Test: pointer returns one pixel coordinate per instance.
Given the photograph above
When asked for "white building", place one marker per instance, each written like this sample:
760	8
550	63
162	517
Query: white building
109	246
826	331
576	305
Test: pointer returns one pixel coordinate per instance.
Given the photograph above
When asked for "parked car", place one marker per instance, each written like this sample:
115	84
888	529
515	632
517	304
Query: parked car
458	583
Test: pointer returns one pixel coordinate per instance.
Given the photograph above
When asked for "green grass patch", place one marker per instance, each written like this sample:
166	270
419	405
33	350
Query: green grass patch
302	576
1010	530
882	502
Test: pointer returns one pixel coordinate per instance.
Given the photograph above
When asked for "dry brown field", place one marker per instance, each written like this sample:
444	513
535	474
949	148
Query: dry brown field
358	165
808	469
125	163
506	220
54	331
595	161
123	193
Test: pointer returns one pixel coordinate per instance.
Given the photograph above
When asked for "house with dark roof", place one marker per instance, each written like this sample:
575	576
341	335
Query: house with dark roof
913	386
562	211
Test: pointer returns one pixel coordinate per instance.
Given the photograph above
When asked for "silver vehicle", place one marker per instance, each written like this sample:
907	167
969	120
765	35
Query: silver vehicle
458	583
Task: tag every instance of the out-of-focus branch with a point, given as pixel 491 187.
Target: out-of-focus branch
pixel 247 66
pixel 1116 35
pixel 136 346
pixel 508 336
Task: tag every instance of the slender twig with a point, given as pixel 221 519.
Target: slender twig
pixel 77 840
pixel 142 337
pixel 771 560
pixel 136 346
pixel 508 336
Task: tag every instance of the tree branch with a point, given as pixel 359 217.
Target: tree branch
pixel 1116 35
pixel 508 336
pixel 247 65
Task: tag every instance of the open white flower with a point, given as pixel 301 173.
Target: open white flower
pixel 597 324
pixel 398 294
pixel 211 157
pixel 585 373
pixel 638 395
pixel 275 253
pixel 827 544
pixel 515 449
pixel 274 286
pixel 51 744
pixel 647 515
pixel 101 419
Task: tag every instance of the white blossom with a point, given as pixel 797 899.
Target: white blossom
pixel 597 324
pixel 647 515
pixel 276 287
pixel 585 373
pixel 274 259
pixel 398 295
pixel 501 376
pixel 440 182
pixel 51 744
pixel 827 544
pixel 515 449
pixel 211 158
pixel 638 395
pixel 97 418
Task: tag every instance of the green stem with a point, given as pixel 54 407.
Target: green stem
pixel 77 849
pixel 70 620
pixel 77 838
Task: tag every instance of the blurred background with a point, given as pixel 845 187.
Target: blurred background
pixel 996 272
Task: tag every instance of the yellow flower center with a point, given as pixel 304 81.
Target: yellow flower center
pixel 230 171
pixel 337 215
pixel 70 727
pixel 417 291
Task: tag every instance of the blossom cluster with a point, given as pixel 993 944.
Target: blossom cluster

########################################

> [What this task involves]: Reproduce every item above line for line, without changing anything.

> [Output of the task]:
Test: pointer returns one pixel coordinate per instance.
Given the photograph above
When asked for "white building", place one marker per instance, each written like this sample:
760	8
550	63
162	517
Query: white building
109	246
826	331
576	305
Test: pointer returns one pixel coordinate per instance.
Given the photograph above
When asked for "parked car", place one marker per instance, each written like this sample:
115	84
888	529
515	632
517	304
Query: parked car
458	583
Test: pointer returns one pixel coordinate per instance.
Given the photograph above
When asked for "green grass patch", place one marker per instance, each written like this sample:
166	270
419	405
33	350
Query: green grass patch
302	576
1010	530
882	502
Test: pointer returns one pixel coordinate per instance.
Given the photograph above
When asked for "dry brown field", place one marker per instance, each written like this sample:
444	513
535	474
949	148
Query: dry brown field
358	165
808	469
125	163
506	220
54	331
595	161
123	193
Test: pointer returns one pixel coordinate per instance.
Given the photograph above
When asked for "house with dark roof", place one marker per instance, each written like this sample:
575	576
341	335
Query: house with dark roof
913	386
562	211
Test: pointer returns one pixel coordinate per instance.
Given the photograph above
When asked for "silver vehicle", place one marker per instance, each written like this sample:
907	167
969	120
765	35
Query: silver vehicle
458	583
Task: tag every instance of the out-of-focus branch with a point, given as pixel 491 187.
Target: out-of-focus branch
pixel 247 66
pixel 1116 35
pixel 136 346
pixel 508 336
Task: tag every instance of the slender twig with a point, given as pixel 221 519.
Target: slender twig
pixel 77 840
pixel 142 337
pixel 771 560
pixel 136 346
pixel 508 336
Task: tag every instance of the tree branch with a point, given as pixel 359 217.
Target: tree branch
pixel 1116 35
pixel 508 336
pixel 247 65
Task: tag every instance of the open white flower with a point, given as pixel 301 173.
Target: open white flower
pixel 597 324
pixel 398 294
pixel 211 157
pixel 585 373
pixel 638 395
pixel 275 253
pixel 827 544
pixel 515 449
pixel 274 286
pixel 51 744
pixel 647 515
pixel 101 419
Task: tag every instance of the white blossom with a point, given as pixel 797 899.
Target: white blossom
pixel 597 324
pixel 647 515
pixel 276 287
pixel 585 373
pixel 274 259
pixel 398 295
pixel 501 376
pixel 440 182
pixel 51 744
pixel 827 544
pixel 515 449
pixel 211 158
pixel 638 395
pixel 97 418
Task: tag every instance of the green stem with a point, given as pixel 54 407.
Target: green stem
pixel 77 849
pixel 70 620
pixel 77 838
Task: tag every instance of the blurred background with a point, given as pixel 845 187.
Target: blurred background
pixel 996 272
Task: tag every instance of the yellow flower center with a point, given as pixel 304 81.
Target: yellow flower center
pixel 230 171
pixel 337 215
pixel 70 727
pixel 417 291
Task: tag every instance of the blossom cluster with a point, given as pixel 993 944.
Target: blossom cluster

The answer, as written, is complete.